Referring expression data

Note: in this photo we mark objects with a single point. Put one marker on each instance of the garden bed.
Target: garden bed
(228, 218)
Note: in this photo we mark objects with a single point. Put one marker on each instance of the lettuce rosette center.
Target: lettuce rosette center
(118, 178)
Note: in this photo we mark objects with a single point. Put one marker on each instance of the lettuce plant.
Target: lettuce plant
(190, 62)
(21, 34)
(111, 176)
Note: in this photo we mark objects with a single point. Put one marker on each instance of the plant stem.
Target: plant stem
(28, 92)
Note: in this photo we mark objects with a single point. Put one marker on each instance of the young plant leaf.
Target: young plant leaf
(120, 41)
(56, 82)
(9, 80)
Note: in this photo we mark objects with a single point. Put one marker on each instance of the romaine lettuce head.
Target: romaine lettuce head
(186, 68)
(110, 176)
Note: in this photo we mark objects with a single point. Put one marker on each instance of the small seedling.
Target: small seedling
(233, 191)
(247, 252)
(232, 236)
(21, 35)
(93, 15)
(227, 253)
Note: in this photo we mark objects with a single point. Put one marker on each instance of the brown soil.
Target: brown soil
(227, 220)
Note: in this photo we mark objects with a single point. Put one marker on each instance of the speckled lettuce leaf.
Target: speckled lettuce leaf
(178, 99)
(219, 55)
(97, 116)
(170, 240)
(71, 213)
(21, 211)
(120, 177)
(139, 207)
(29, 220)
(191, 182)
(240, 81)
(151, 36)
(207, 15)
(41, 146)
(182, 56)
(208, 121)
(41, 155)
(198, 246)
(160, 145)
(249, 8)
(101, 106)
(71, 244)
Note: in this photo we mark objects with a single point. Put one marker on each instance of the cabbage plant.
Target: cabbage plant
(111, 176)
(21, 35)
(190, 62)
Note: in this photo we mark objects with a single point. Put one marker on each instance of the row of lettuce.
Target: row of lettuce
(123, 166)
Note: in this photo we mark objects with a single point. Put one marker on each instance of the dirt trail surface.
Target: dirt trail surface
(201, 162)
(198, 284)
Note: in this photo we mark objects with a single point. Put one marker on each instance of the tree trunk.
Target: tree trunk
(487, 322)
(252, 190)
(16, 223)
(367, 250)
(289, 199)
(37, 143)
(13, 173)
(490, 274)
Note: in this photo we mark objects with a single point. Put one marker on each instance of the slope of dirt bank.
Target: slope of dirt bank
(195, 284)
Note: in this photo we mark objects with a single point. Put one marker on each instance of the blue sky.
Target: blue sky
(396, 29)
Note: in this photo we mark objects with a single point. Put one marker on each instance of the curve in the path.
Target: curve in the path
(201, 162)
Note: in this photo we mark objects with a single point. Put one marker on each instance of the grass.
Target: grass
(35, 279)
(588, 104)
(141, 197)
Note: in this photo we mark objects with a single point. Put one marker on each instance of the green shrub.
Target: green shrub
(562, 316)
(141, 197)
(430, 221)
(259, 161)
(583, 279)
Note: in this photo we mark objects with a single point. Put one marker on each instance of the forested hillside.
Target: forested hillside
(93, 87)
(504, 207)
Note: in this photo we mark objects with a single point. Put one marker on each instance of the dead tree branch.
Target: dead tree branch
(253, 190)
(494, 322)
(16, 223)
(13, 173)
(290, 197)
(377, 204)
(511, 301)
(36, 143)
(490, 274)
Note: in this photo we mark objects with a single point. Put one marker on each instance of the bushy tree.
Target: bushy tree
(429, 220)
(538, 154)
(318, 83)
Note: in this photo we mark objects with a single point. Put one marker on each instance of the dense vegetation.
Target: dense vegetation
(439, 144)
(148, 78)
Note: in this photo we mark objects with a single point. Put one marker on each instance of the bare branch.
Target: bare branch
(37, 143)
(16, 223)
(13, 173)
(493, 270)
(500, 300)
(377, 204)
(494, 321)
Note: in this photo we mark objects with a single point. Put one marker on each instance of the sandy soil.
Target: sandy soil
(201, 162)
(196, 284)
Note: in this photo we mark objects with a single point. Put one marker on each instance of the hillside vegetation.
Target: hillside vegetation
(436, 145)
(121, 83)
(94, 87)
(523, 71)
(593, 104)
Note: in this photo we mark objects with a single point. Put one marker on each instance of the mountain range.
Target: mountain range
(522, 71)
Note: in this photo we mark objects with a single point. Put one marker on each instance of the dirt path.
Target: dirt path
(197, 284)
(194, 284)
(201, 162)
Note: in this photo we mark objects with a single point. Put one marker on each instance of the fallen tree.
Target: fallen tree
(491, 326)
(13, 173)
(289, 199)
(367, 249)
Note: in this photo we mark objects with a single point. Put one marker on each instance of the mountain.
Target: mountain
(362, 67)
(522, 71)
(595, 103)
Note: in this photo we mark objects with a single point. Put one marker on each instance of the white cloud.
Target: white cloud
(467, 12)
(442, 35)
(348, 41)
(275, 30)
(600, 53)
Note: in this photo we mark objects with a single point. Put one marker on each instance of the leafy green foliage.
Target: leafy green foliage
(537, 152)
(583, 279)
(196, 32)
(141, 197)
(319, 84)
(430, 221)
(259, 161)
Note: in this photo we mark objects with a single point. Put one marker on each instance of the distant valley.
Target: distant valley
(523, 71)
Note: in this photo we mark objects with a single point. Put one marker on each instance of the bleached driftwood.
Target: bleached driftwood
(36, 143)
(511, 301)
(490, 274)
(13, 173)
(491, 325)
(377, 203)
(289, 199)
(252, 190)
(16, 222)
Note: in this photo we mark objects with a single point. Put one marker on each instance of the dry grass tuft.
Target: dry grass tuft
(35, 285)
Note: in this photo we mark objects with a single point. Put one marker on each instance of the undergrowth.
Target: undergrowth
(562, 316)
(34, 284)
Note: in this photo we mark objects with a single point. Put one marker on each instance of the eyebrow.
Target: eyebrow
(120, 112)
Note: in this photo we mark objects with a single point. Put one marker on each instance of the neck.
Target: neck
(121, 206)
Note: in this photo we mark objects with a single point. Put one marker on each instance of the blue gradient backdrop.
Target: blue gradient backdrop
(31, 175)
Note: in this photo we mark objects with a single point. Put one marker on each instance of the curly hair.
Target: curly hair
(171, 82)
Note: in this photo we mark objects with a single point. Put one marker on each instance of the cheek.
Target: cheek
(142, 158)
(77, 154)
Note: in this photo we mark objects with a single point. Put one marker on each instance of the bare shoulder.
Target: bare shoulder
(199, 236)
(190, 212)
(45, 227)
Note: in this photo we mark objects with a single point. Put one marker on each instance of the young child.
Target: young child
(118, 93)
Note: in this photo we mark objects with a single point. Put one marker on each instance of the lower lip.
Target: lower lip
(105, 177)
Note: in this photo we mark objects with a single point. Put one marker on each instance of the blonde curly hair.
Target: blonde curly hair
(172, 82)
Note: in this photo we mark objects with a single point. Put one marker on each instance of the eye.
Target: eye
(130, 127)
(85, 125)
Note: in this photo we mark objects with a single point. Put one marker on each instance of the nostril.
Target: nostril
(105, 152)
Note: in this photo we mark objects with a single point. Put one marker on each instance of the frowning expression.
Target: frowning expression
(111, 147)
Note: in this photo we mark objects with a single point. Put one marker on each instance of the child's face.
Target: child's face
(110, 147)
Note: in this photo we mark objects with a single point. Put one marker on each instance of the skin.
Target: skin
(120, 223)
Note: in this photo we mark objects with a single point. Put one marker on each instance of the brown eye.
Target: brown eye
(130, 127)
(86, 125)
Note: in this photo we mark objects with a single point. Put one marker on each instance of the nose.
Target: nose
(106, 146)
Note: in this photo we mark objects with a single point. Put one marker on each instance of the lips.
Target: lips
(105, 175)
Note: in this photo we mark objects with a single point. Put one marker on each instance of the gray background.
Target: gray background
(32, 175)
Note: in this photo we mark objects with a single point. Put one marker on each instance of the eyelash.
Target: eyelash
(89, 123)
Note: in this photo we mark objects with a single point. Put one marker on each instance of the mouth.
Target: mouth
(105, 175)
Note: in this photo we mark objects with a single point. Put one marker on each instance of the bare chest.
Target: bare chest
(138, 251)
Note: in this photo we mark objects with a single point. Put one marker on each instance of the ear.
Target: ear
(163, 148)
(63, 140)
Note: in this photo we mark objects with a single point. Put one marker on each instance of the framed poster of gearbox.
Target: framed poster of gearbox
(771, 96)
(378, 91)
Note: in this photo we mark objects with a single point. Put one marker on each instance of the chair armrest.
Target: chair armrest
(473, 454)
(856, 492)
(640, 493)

*Directions for this task*.
Reproduce exactly the line that holds "Target: ear", then every line after it, ending with the final line of the records above.

*Problem solution*.
Target: ear
(163, 148)
(63, 140)
Note: in this photo we mark objects with a single point. Put one marker on each instance of the framed poster of gearbox.
Target: framed poster of gearbox
(771, 96)
(378, 91)
Note: in this photo we mark objects with a single point. Put one marker on each instance of the chair armrest.
Target: chair armrest
(473, 454)
(856, 492)
(640, 493)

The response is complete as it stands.